文档段落 –
****
艾滋病合并胫骨非结核分枝杆菌骨髓炎一例

AIDS complicated with non-tuberculous mycobacterial osteomyelitis of the tibia: a case report

  • 摘要: 非结核分枝杆菌(NTM)是一种机会致病菌,常发生于免疫抑制人群,NTM骨髓炎是一种罕见的疾病,多数是播散性感染的一部分。该文报道1例艾滋病合并胫骨下段的NTM骨髓炎患者的诊治过程。该例为40岁女性患者,在抗反转录病毒过程中,出现左侧踝关节疼痛入院,结合血培养及影像学,术前诊断为马尔尼菲篮状菌骨髓炎,术后脓液培养NTM阳性,结合病理最终诊断为NTM骨髓炎,予多次手术治疗。术后随访1年余,患者情况良好。该例的诊治过程提示,艾滋病患者出现迅速进展的骨髓炎,应该考虑到NTM骨髓炎的诊断,其诊断依赖于病原体的培养,及时的手术清创和基于药敏试验的抗NTM治疗,对疾病的转归有重要意义。

     

    Abstract: Non-tuberculous mycobacteria (NTM) are opportunistic pathogens that often infect the immunosuppressed individuals. NTM osteomyelitis is a rare disease, mostly as part of disseminated infection. In this article, the diagnosis and treatment of an AIDS patient complicated with NTM osteomyelitis of the lower tibia were reported. The 40-year-old female patient was admitted due to the left ankle pain during antiretroviral therapy. According to blood culture test and imaging examination, the patient was diagnosed with Talaromyces marneffei osteomyelitis before surgery. Postoperative pus culture was positive for NTM. She was pathologically diagnosed with NTM osteomyelitis. After multiple cycles of surgical treatments and more than 1 year of postoperative follow-up, the patient was physically stable. The diagnosis and treatment of this case prompt that the diagnosis of NTM osteomyelitis should be considered for AIDS patients presenting with rapidly-progressive osteomyelitis. The diagnosis depends on the culture of pathogens. Prompt surgical debridement and anti-NTM treatment based on drug sensitivity test are of significance for clinical prognosis.
****
所给材料 –
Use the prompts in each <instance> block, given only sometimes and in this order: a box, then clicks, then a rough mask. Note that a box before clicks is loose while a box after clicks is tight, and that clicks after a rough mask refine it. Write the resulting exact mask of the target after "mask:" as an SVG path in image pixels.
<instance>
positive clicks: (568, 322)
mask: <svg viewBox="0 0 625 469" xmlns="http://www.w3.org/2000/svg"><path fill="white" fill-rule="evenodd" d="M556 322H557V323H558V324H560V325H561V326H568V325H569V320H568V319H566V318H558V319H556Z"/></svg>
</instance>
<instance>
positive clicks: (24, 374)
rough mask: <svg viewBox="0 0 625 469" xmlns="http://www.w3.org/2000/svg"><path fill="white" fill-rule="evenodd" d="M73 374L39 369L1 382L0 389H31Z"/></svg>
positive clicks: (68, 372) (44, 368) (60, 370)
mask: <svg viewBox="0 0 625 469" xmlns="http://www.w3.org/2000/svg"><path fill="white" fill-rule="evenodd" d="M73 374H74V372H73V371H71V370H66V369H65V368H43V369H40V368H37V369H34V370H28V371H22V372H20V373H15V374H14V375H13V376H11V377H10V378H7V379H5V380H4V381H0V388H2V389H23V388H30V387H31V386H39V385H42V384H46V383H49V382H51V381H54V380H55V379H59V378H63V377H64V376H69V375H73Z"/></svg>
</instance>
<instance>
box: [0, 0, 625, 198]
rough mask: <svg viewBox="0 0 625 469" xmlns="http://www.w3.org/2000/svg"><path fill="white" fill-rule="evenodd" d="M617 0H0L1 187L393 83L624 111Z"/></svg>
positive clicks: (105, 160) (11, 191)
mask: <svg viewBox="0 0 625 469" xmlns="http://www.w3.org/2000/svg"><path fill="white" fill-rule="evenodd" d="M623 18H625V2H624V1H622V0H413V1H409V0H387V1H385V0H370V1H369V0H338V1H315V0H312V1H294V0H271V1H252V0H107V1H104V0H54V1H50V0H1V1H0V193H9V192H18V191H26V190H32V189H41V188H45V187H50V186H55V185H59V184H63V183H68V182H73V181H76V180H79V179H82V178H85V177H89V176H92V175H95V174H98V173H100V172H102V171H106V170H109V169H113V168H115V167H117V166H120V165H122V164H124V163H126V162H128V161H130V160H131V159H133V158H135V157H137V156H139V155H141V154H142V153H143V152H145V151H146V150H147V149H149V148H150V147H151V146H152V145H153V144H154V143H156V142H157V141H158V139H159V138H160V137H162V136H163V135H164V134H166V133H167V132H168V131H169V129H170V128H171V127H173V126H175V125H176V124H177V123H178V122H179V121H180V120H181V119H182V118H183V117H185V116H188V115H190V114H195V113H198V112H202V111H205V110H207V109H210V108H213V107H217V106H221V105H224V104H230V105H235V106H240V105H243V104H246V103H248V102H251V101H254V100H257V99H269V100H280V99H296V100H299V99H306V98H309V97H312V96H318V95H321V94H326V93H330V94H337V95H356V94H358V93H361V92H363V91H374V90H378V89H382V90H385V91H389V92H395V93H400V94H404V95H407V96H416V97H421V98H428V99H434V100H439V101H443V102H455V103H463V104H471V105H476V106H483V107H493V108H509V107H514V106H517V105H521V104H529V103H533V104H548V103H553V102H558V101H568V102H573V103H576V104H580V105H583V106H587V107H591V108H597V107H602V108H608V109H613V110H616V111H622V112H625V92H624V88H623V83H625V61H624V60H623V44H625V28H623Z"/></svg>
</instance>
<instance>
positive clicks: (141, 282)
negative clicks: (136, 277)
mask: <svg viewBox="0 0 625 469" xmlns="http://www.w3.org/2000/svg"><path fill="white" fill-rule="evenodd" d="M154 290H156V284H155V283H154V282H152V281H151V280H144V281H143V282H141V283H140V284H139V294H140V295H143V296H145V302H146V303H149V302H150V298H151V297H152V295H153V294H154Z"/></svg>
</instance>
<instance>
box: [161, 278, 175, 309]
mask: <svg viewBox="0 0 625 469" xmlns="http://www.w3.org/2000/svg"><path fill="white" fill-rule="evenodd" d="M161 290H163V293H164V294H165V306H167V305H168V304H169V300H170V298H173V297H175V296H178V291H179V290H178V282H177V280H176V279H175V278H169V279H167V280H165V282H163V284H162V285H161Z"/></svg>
****
你的任务 – 在这篇艾滋病合并胫骨NTM骨髓炎的病例报告中,患者术前被诊断为哪种骨髓炎?

任务答案 – 患者术前被诊断为马尔尼菲篮状菌骨髓炎。